#### GOAL OF THE EXERCISE:
Restate, word for word, all of the material shown below.

>> Begin

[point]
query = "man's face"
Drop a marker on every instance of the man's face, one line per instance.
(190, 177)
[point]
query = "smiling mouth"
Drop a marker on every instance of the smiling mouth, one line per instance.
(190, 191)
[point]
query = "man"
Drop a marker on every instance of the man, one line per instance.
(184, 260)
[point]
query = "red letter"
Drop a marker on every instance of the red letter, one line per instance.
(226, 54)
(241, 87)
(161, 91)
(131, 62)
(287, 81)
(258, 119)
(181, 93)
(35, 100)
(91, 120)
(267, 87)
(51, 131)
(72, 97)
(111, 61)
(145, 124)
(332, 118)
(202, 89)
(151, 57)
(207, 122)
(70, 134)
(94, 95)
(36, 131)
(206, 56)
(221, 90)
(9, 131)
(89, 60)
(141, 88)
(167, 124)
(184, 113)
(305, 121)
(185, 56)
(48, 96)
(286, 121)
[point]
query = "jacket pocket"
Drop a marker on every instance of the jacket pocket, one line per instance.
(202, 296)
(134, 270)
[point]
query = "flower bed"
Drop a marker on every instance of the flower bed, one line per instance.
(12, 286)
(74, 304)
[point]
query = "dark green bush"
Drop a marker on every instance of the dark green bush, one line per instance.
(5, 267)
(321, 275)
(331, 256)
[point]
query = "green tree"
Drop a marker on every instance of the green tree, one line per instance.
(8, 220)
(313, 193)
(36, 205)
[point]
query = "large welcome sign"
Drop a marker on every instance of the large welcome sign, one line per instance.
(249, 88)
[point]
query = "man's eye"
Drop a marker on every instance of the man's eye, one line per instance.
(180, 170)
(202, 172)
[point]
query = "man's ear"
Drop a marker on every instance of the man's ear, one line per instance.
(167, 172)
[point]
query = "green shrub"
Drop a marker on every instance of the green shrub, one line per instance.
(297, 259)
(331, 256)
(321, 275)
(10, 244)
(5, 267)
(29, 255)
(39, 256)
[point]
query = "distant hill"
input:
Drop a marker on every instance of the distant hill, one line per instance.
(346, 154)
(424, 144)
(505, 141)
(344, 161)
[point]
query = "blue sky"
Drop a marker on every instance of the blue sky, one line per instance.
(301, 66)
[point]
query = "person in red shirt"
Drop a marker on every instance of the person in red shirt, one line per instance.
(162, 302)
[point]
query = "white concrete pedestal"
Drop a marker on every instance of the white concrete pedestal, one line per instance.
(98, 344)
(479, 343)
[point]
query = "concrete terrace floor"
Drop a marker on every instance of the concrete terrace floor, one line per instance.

>> End

#### COMPLETED TASK:
[point]
query = "man's face"
Drop a marker on every instance of the man's face, one line per instance.
(190, 177)
[point]
query = "smiling mouth"
Drop a marker on every instance of the smiling mouth, one line per instance.
(190, 191)
[point]
query = "man"
Drop a marker on every instance of the man, one line per instance.
(184, 260)
[point]
query = "red letter"
Drop a marker on every instance of the red letter, one line per instance.
(226, 54)
(241, 87)
(161, 91)
(131, 62)
(287, 81)
(258, 119)
(181, 93)
(35, 100)
(91, 120)
(267, 87)
(51, 131)
(72, 97)
(111, 61)
(145, 124)
(332, 118)
(202, 89)
(151, 57)
(207, 122)
(70, 134)
(94, 95)
(36, 131)
(206, 56)
(221, 90)
(9, 131)
(89, 60)
(141, 88)
(167, 124)
(184, 113)
(305, 121)
(185, 56)
(48, 96)
(286, 121)
[point]
query = "jacket pocket"
Drop a marker on every instance of the jacket pocket, one line per instance.
(202, 296)
(134, 270)
[point]
query = "flower bed"
Drop a marker on every instance of the flower bed, one line per instance.
(12, 286)
(74, 304)
[point]
query = "dark green bush"
Drop a marker on every instance of the dark green bush, one line per instance.
(5, 267)
(321, 275)
(331, 256)
[point]
query = "green tree"
Drop a marker on every instance of the green tree, one line per instance.
(8, 220)
(313, 193)
(36, 205)
[point]
query = "large welcome sign"
Drop a marker on every instance of the large welcome sign, one line per instance.
(249, 88)
[point]
query = "man's eye"
Drop a marker on every instance of the man's eye, one line per instance.
(180, 170)
(202, 172)
[point]
query = "man's ear"
Drop a marker on every instance of the man's ear, one line per instance.
(167, 172)
[point]
query = "green shrub"
Drop a marker on every instance of the green shrub, one line per instance.
(297, 259)
(331, 256)
(321, 275)
(10, 244)
(5, 267)
(29, 255)
(39, 256)
[point]
query = "distant hill"
input:
Drop a marker on every instance of the distant hill, one line per instance.
(346, 154)
(424, 144)
(505, 141)
(344, 161)
[point]
query = "blue sky"
Drop a marker on every instance of the blue sky, one line per instance.
(301, 66)
[point]
query = "person in red shirt"
Drop a marker on every instance of the person in red shirt, one line per instance.
(162, 302)
[point]
query = "white concrete pedestal"
Drop a marker on every instance of the white concrete pedestal, one line per instance.
(98, 344)
(479, 343)
[point]
query = "concrete terrace floor"
Drop a marker on every instance of the concrete terrace floor, one line per instance.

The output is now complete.